— Exercise prompt —
Please repeat the part of the passage on jurisdiction that opens with "Spaits is controlling" and closes with "the respondent's motion.", substituting "circuit court" for every "trial court".

— Text provided —
Spaits is controlling here. Even if one were to hold that personal jurisdiction were required, the court had jurisdiction because both Hill and Gordon filed appearances, and under Illinois law one submits to jurisdiction unless one files a special and limited appearance. (Ill.Rev.Stat.1983, ch. 110, par. 2-301(a).) The respondent herself filed her motion to dismiss as both "individually and as the Executor of the Estate of Fred C. Loesch." Under any theory, the trial court had jurisdiction to decide the proceedings, and the trial court did not err in denying the respondent's motion.

II.

Natural-language object grounding data
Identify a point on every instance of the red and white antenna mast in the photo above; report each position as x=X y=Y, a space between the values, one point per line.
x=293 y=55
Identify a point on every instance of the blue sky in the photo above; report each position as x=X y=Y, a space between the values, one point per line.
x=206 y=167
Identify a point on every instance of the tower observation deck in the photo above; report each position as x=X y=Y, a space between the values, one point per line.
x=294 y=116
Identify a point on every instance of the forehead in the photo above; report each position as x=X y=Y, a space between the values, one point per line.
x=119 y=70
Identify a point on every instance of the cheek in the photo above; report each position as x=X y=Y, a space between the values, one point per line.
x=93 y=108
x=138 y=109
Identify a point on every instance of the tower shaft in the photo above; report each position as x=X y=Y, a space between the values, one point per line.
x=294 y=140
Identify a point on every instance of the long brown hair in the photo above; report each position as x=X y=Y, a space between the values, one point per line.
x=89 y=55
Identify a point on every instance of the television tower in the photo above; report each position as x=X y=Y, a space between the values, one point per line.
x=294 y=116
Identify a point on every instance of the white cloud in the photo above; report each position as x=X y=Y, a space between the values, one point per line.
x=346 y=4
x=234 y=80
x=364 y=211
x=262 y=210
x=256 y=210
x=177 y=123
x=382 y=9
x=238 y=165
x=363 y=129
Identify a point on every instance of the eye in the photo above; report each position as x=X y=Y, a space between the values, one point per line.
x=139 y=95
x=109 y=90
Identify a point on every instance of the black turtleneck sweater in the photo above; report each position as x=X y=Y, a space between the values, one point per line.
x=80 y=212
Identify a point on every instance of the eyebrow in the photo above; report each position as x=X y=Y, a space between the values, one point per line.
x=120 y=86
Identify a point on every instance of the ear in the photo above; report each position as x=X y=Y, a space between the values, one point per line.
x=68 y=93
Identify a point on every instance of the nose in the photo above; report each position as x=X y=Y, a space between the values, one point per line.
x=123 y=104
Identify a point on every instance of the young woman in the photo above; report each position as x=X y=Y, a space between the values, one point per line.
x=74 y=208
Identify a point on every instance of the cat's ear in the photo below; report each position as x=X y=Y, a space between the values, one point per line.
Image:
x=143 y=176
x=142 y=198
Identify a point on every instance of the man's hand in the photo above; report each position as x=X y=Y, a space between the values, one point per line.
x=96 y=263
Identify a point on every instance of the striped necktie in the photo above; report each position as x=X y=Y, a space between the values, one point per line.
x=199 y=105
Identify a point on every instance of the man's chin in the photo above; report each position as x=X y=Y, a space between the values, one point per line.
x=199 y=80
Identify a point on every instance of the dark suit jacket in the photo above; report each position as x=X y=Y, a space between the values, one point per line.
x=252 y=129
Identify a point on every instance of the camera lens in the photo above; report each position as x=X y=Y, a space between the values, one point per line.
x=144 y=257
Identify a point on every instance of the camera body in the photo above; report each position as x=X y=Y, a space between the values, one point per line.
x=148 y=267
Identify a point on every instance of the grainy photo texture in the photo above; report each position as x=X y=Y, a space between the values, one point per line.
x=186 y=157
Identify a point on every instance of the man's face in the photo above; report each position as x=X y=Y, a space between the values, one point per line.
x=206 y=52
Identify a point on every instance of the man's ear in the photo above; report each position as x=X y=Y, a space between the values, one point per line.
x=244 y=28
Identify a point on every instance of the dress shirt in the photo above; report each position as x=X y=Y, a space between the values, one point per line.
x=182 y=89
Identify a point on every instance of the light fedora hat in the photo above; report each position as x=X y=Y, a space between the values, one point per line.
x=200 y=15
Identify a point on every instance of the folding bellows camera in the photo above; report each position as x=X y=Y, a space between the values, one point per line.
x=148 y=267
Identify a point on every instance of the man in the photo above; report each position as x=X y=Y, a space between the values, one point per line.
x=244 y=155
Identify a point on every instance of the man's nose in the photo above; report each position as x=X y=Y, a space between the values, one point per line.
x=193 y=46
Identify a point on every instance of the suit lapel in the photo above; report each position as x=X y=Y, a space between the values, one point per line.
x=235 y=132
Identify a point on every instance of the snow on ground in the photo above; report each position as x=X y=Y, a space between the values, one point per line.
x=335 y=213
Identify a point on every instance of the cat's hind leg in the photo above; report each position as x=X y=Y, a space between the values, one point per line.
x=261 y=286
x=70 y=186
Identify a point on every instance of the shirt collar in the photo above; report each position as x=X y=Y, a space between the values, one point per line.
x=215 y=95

— Written solution —
Spaits is controlling here. Even if one were to hold that personal jurisdiction were required, the court had jurisdiction because both Hill and Gordon filed appearances, and under Illinois law one submits to jurisdiction unless one files a special and limited appearance. (Ill.Rev.Stat.1983, ch. 110, par. 2-301(a).) The respondent herself filed her motion to dismiss as both "individually and as the Executor of the Estate of Fred C. Loesch." Under any theory, the circuit court had jurisdiction to decide the proceedings, and the circuit court did not err in denying the respondent's motion.